:: What the task requires ::
Give back the entries exactly as they read, leaving each image out.

:: Records supplied ::

━━━━━━━━━━

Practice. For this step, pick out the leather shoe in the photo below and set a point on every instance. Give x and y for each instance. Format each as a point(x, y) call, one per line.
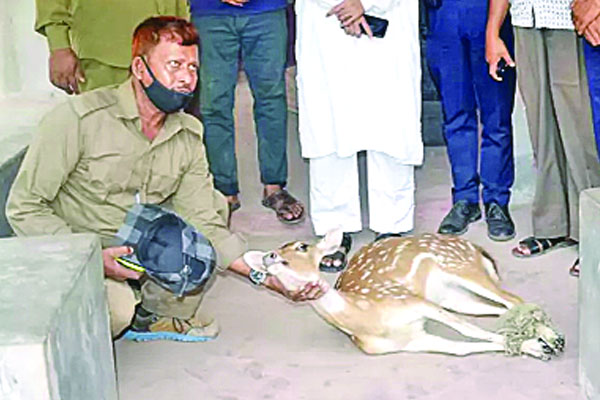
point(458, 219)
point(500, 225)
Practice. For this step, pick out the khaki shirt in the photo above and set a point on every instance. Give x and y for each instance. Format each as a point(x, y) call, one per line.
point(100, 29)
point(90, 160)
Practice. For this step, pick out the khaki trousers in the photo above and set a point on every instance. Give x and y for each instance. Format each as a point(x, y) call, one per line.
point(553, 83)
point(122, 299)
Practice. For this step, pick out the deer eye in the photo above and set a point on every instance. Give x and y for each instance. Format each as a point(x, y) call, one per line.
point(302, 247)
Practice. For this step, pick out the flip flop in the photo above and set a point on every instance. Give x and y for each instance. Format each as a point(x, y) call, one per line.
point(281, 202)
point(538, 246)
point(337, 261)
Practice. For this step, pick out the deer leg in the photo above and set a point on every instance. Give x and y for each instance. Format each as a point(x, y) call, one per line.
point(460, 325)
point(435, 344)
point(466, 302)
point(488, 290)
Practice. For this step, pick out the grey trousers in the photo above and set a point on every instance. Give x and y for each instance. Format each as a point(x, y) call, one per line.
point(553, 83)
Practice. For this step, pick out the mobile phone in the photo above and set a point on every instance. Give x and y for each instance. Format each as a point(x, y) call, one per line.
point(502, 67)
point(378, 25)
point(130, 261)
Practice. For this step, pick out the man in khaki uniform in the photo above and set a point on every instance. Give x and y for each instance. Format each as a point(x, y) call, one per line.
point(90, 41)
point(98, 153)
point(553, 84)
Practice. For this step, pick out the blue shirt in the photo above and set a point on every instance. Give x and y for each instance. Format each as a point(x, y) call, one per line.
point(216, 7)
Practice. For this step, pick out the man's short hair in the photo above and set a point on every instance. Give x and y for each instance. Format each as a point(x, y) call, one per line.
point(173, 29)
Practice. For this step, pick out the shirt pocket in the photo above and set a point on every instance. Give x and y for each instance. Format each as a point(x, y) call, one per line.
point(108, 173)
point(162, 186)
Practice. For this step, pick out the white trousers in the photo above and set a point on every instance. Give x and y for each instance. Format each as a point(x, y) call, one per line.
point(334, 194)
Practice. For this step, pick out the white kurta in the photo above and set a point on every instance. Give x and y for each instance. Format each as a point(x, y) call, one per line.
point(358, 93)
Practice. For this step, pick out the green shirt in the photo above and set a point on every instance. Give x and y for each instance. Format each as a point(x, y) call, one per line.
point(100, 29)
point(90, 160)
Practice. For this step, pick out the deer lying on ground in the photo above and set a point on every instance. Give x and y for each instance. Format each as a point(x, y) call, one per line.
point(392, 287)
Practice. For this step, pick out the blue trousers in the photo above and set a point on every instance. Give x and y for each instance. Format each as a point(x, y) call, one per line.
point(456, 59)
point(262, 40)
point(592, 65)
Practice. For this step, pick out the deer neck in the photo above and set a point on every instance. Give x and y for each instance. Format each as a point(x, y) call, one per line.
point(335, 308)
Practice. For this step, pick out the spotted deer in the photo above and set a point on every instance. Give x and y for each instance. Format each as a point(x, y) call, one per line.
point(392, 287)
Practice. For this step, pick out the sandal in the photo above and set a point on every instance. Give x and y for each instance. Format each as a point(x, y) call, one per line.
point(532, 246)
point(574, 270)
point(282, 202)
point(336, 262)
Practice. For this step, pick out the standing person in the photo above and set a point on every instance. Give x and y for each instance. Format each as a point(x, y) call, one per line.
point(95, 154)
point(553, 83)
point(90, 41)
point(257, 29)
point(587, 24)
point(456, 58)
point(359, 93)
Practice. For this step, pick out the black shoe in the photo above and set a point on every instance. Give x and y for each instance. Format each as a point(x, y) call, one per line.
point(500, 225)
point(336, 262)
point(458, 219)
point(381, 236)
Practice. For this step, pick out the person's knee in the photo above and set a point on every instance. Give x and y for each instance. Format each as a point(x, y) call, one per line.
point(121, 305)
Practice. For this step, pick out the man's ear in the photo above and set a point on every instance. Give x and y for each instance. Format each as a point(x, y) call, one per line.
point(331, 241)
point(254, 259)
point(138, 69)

━━━━━━━━━━

:: Output below ::
Practice. For this step, pick out the leather shoe in the photo below and set a point on every instance. Give x and y for each instance. Format each as a point(x, y) call, one per line.
point(458, 219)
point(500, 225)
Practice. For this step, pick out the khaki shirt in the photo above and set a point on every instance. Give x and y for each instance. Format each as a point(x, y) call, one per line.
point(100, 29)
point(90, 160)
Practice. For this step, pick out the khaki trousers in the photo above and set a point on every instance. Give x and y for each instance. Format each as a point(x, y) call, one per line.
point(553, 83)
point(122, 299)
Practice. For this step, pick out the deer eye in the photo above and set a point on every instance. Give x and y for each instance. Format each as a point(x, y) call, one per line.
point(302, 247)
Practice. For this step, pick out the flip flop in the photo above and set a point on every instance. Give x and y for each instance. Format each as a point(x, y) call, one per line.
point(281, 202)
point(538, 246)
point(337, 261)
Practice. For this step, pick out the deer leg in the photo above and set a point on every instance. Give x and y for each instance. Format each as a point(x, y) call, one per line.
point(460, 325)
point(435, 344)
point(466, 302)
point(488, 290)
Practice. For this step, pick out the grey trousers in the photo above and set a point on every instance. Give x and y for each instance. Format each as a point(x, y) call, one per line.
point(553, 83)
Practice. For this step, pick out the mobile phone in the photo above and set a point on every instance. Give x and y for each instance. Format each as a point(x, y) call, one per line.
point(502, 67)
point(378, 25)
point(130, 261)
Practice. For this step, pick out the man in khaki uniform in the photo above and set a point on every instance. Give x and y for each instance. Format each as a point(x, y) call, one per line.
point(90, 41)
point(98, 153)
point(553, 84)
Practice. For this step, pick out the blue shirt in the photo above and set a point on every instance. Give x and y for each instance. Format each as a point(x, y) call, one per line.
point(216, 7)
Practice. For this step, pick out the man's short hair in the photo above and set a point on every instance. Give x and y for each instance. Format each as a point(x, y) call, one per line.
point(173, 29)
Practice. For this step, pick out the shirt pocket in the photo above and set a point on every instance. Give x and y for each instance. Format each as a point(x, y) call, one per line.
point(108, 173)
point(162, 186)
Practice. For this step, pick out the white trousers in the photo above and set a point on every instance. Give x and y for each instance. Format each as a point(x, y) call, one per line.
point(334, 194)
Practice. For this step, pick out the white kurta in the photo above and set a point on every instance. Give x and y for each instance. Format each as a point(x, y) call, one per line.
point(358, 93)
Practice. For this step, pick out the green shirt in the photo above and set a point on every instance. Give x and y for each instance. Format each as a point(x, y) call, one per line.
point(100, 29)
point(90, 160)
Practice. For this step, pick out the deer lying on ground in the photo above and set a point on every instance. Give x and y for each instance. Format each as a point(x, y) call, one per line.
point(392, 287)
Practice. For this step, pick out the blue trousers in the photo above and set a point on every instance. Give x and y for each instance. Format each as a point(x, y) call, one per line.
point(456, 59)
point(262, 40)
point(592, 65)
Practice. For this step, pick out the deer neck in the photo above and set a point on every instance. Give x and y for each instance. Format each as a point(x, y) call, one per line.
point(335, 308)
Practice. For this step, pick out the spotted deer in the photo above and set a point on every instance. Give x and y for each instance. Format each as a point(x, y) call, one per line.
point(392, 287)
Practice. For this step, pick out the sandal in the photo above and set a point on every instance. Give x and y for each instance. Format each as a point(x, y) call, one per line.
point(532, 246)
point(574, 270)
point(282, 202)
point(336, 262)
Practice. For this step, pick out the standing person in the photo above and set a point on every instance. Give x and y for each instance. Format each as a point(x, y) call, one per line.
point(95, 154)
point(553, 83)
point(90, 41)
point(257, 29)
point(587, 24)
point(456, 58)
point(359, 93)
Practice. For this step, pick out the black shoe in the photo above and set a point on every instance. Give x and y for each instance. Format each as a point(x, y) call, one per line.
point(500, 225)
point(336, 262)
point(458, 219)
point(381, 236)
Practice. For this step, pick out the person's knee in the photo above and set a point on every instance. Give x and y for each instance. Format each as a point(x, y) call, one per line.
point(121, 305)
Practice. For this step, pick out the man's ear in the photo above and set a point on every instance. Give x and y for each instance. Format each as a point(x, y) call, one per line.
point(331, 241)
point(254, 259)
point(138, 69)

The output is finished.